'''
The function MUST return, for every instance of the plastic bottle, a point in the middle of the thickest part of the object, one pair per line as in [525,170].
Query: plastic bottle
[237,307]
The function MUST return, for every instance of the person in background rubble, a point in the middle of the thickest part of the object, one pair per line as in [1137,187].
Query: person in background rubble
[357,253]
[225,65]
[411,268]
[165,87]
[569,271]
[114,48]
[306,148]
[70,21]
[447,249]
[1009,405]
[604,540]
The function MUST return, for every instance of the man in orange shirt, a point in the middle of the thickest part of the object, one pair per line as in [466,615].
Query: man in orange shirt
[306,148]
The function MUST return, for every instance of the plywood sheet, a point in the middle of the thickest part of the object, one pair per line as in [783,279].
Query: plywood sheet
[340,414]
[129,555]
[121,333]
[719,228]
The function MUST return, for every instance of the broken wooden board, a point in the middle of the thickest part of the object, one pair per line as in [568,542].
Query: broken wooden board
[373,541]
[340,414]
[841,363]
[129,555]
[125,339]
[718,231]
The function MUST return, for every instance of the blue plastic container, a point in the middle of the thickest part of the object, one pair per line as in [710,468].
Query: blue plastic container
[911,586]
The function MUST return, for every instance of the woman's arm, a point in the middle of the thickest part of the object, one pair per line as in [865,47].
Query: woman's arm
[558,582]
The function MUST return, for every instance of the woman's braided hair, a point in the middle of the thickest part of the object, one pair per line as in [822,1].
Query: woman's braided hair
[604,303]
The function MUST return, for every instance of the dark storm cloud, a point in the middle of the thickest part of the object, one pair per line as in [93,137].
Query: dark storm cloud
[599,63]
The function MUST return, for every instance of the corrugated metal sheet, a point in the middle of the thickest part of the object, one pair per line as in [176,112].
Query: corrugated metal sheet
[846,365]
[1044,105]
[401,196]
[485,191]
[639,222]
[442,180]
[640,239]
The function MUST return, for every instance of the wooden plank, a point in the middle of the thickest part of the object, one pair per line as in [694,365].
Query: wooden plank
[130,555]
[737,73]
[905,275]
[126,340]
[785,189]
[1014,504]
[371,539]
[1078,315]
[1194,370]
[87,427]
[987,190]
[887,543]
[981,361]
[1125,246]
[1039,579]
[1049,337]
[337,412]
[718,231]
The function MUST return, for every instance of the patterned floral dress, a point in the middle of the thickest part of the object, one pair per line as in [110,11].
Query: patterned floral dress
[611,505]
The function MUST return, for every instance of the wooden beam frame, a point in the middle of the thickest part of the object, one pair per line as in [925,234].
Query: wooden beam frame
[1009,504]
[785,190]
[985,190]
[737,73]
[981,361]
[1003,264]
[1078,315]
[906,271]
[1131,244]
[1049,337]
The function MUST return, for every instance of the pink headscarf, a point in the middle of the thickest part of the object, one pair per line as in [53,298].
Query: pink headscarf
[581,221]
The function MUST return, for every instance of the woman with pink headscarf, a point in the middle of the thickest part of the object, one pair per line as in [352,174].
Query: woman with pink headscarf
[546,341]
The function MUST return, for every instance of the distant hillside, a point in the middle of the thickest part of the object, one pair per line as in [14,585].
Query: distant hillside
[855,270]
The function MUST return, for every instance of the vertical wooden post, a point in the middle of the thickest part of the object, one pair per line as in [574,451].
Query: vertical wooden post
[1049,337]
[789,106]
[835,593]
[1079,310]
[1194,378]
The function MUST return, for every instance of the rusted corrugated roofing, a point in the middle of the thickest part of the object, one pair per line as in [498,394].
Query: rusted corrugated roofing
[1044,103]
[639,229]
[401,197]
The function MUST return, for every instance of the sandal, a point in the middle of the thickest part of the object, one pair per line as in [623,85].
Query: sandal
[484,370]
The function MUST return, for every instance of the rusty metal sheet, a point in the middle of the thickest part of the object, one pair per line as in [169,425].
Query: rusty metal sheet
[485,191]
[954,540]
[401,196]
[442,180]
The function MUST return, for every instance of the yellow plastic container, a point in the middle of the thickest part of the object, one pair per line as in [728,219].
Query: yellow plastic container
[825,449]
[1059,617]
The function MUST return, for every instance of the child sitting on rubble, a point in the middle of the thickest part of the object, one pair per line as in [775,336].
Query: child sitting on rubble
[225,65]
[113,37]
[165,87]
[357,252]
'''
I'd like the material repeated word for word, please.

The function MUST return, for every instance of the plastic bottle, a point in the middle of the thickest part of the object, one pair per line as in [525,170].
Query: plastic bottle
[237,307]
The function MUST return, for every instance of the person in background rubble, a point in the middle of the thickest part of the object, one pair per line as in [1137,187].
Query: person in background rubble
[357,253]
[225,65]
[411,268]
[165,87]
[569,271]
[114,48]
[306,148]
[70,21]
[447,249]
[1009,405]
[604,540]
The function MUST return, for every instance of the man in orange shirt, a point in the middle of the thickest part of the object, one pair per line as in [466,615].
Query: man in orange shirt
[306,148]
The function MUST return, for every instance of the plywood sheet, a point in the middle of the thickest part of the object, one pair per line as in [783,279].
Query: plywood sheet
[340,414]
[129,555]
[121,333]
[719,228]
The function MUST return, for every instance of the broken wooden board, a point in the middle of the thickest part of the object, one pair per line as in [568,542].
Query: broken wooden board
[373,541]
[340,414]
[841,363]
[129,555]
[125,339]
[718,231]
The function MUST return, for every instance of the blue plastic container, a point in the middle of the thickest part of the object, one pair per line as in [710,468].
Query: blue plastic container
[911,586]
The function MUST return, for every instance of the woman's arm, a point in the middle of the thickest part of the object, one pair per line as in [865,47].
Query: woman's arm
[558,582]
The function MUST return, for every instance of the woman's braided hair, a point in the middle of the thickest part of the object, one pair per line as in [822,1].
Query: woman's braided hair
[604,303]
The function MUST return, for every instance of the dark storm cloud, a point in the middle of the thickest part of the object, one pair per line as in [93,137].
Query: dark storm cloud
[599,63]
The function MUST return, for every instance of the corrugated metal sheet, a point in the middle of the thickest part of the object, one pair per line as in [176,112].
Query: corrugated metal sheet
[846,365]
[1044,105]
[401,196]
[485,191]
[639,222]
[442,180]
[640,239]
The function MUST return, for every instance of the wooden plank, a point in the middle of the thickest part of the object, one pair per line as in [694,365].
Query: wooden plank
[130,555]
[737,73]
[905,275]
[126,340]
[785,189]
[1014,504]
[371,539]
[1078,315]
[1194,370]
[87,427]
[987,190]
[887,543]
[981,361]
[1125,246]
[1039,579]
[1049,337]
[337,412]
[718,231]
The function MUST return, for every instance of the patterned floral dress, a point in the middle of the thickest part of the object, one pair per line as in [110,11].
Query: patterned floral dress
[611,505]
The function MUST return, for every instance of the wooden beam frame, a point in the middle of the thickest part of the object, one pair per line as in [925,234].
Query: wooden beam frame
[1009,504]
[785,190]
[985,190]
[737,73]
[981,361]
[1003,264]
[1078,315]
[906,271]
[1131,244]
[1049,337]
The function MUST return, for every instance of the pink headscarf, a point in the middle of the thickest part of the object, one pair per line as in [53,298].
Query: pink headscarf
[581,221]
The function MUST return, for every instance of the woman with pink headscarf, a point in the middle of the thickest part of the object, one pair per line as in [352,174].
Query: woman with pink headscarf
[546,341]
The function MUST return, for every instance of the distant hillside, a point in the middle of the thickest part of the object, one pair per line as in [14,585].
Query: distant hillside
[855,270]
The function MUST return, for every instance of the vertical wooden post, a point in the middle of the thickest part of the object, one pair per line as in [574,451].
Query: vertical wooden post
[1049,337]
[789,106]
[835,593]
[1079,310]
[1194,378]
The function MUST return, for every instance of the rusted corrugated roofing, a point in the middle of the thickest part of the object, one pair per line as in [498,394].
Query: rusted corrugated roofing
[1044,103]
[639,229]
[401,197]
The function MUST return, for every instance of the sandal, a point in the middle of the thickest part of the object, one pair per line as in [623,85].
Query: sandal
[484,370]
The function MUST return, for every instance of the rusty metal sheet, a point in the middle of the thickest part of the object, one pair per line as in [169,425].
Query: rusty metal sheet
[485,191]
[954,540]
[401,196]
[442,180]
The function MUST return, for every instance of the yellow plastic container, a point in the middle of the thickest part of the object, one pair per line as in [728,219].
Query: yellow plastic container
[825,449]
[1059,617]
The function MUST return, for every instance of the child sitting on rubble, a point in the middle of the thickest part of the object, one pair per line as in [775,336].
Query: child sitting on rubble
[225,65]
[113,37]
[165,87]
[357,252]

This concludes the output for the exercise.